EXERCISES:
(A) Render this sentence from the thread on installing packages offline into Spanish: "I tried to build using the ports, and it seems that it needs to be online too."
(B) Write out the passage of the thread on installing packages offline that begins at the words "Let’s say, I" and stops after the words "machine) but not install them?", character for character.

READING TEXT:

# Best method to install packages offline



## ikevin8me (Jun 6, 2021)

I have another machine which is offline. What is the best method to install packages offline?

I mean, due to the dependencies, it is almost impossible to download all the dependent packages to install them. 

Is there a way to use the pkg command to download (from a connected FreeBSD machine)  but not install them? In this way, I can copy to the offline machine to install them. 

I tried to build using the ports, and it seems that it needs to be online too. 

Let’s say, I have an offline machine and I need to install OpenJDK… what should I do?


----------



## SirDice (Jun 6, 2021)

ikevin8me said:


> Is there a way to use the pkg command to download (from a connected FreeBSD machine) but not install them?


pkg-fetch(8)


----------



## mtu (Jun 6, 2021)

You could compile the required software on another machine and copy the resulting packages over to the offline machine.

DATA EXTRACT:

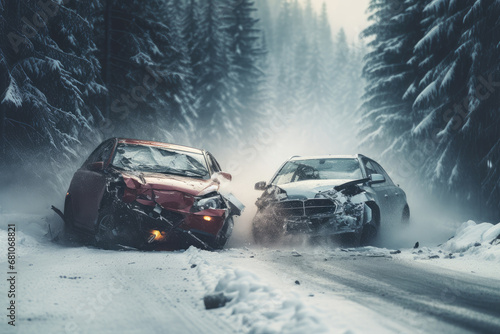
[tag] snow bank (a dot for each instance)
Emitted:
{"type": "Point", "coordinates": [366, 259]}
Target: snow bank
{"type": "Point", "coordinates": [478, 240]}
{"type": "Point", "coordinates": [256, 305]}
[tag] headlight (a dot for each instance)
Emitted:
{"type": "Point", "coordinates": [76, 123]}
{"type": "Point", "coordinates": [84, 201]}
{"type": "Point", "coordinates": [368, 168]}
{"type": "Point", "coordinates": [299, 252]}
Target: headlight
{"type": "Point", "coordinates": [214, 202]}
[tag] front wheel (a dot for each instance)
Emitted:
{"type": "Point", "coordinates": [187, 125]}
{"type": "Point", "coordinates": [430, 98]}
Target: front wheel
{"type": "Point", "coordinates": [224, 234]}
{"type": "Point", "coordinates": [107, 229]}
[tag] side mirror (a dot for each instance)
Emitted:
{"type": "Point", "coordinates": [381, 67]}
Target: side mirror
{"type": "Point", "coordinates": [226, 176]}
{"type": "Point", "coordinates": [377, 178]}
{"type": "Point", "coordinates": [96, 166]}
{"type": "Point", "coordinates": [261, 186]}
{"type": "Point", "coordinates": [217, 177]}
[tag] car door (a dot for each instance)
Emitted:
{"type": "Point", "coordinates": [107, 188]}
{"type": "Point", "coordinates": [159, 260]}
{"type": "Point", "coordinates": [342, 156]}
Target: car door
{"type": "Point", "coordinates": [396, 195]}
{"type": "Point", "coordinates": [381, 190]}
{"type": "Point", "coordinates": [88, 186]}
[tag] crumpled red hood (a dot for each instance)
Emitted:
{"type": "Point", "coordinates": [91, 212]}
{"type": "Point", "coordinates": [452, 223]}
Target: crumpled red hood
{"type": "Point", "coordinates": [157, 181]}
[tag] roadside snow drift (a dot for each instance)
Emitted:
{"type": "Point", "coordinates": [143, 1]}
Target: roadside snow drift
{"type": "Point", "coordinates": [478, 240]}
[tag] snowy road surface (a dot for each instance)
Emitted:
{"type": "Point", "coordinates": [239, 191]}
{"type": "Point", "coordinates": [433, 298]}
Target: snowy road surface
{"type": "Point", "coordinates": [304, 290]}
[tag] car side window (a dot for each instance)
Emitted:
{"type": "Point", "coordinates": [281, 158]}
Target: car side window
{"type": "Point", "coordinates": [370, 169]}
{"type": "Point", "coordinates": [380, 170]}
{"type": "Point", "coordinates": [214, 164]}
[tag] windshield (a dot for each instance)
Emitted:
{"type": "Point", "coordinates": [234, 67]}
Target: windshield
{"type": "Point", "coordinates": [160, 160]}
{"type": "Point", "coordinates": [318, 169]}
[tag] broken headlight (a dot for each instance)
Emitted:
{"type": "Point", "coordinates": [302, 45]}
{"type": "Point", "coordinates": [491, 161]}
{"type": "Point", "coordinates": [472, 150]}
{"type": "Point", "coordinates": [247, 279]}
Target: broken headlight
{"type": "Point", "coordinates": [213, 202]}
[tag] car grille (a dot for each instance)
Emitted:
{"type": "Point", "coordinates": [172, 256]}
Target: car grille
{"type": "Point", "coordinates": [311, 207]}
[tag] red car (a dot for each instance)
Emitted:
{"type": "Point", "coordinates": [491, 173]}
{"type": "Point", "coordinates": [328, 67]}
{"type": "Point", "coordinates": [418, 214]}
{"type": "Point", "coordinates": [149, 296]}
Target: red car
{"type": "Point", "coordinates": [147, 194]}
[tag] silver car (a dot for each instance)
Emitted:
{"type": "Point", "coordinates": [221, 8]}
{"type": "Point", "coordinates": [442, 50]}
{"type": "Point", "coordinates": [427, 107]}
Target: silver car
{"type": "Point", "coordinates": [325, 196]}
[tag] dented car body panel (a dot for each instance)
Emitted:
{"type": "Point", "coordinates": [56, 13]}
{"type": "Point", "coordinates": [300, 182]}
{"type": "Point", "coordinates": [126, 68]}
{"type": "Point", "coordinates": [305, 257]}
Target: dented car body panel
{"type": "Point", "coordinates": [327, 196]}
{"type": "Point", "coordinates": [146, 194]}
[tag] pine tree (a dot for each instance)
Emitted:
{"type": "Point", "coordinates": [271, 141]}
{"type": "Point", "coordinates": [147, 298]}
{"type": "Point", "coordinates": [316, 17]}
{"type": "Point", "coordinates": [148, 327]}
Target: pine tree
{"type": "Point", "coordinates": [144, 68]}
{"type": "Point", "coordinates": [52, 44]}
{"type": "Point", "coordinates": [386, 112]}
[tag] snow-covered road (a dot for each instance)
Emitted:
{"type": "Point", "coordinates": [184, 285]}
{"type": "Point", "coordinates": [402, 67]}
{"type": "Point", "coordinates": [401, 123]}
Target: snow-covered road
{"type": "Point", "coordinates": [77, 289]}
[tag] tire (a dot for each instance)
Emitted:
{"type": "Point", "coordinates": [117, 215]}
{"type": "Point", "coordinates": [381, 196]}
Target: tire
{"type": "Point", "coordinates": [69, 232]}
{"type": "Point", "coordinates": [405, 216]}
{"type": "Point", "coordinates": [106, 230]}
{"type": "Point", "coordinates": [224, 234]}
{"type": "Point", "coordinates": [368, 234]}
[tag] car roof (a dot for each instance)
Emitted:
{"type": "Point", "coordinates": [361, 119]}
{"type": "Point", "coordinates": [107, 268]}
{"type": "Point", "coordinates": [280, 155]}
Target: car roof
{"type": "Point", "coordinates": [332, 156]}
{"type": "Point", "coordinates": [160, 144]}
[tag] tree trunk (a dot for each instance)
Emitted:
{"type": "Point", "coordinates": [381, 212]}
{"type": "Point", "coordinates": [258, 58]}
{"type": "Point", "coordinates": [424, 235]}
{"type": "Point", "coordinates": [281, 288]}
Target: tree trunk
{"type": "Point", "coordinates": [107, 55]}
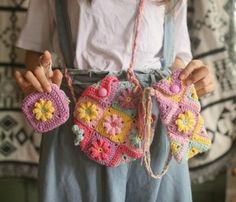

RESPONSES IN ORDER:
(A) Intenté compilar usando los ports, y parece que también necesita estar en línea.

(B)
Let’s say, I have an offline machine and I need to install OpenJDK… what should I do?


----------



## SirDice (Jun 6, 2021)

ikevin8me said:


> Is there a way to use the pkg command to download (from a connected FreeBSD machine) but not install them?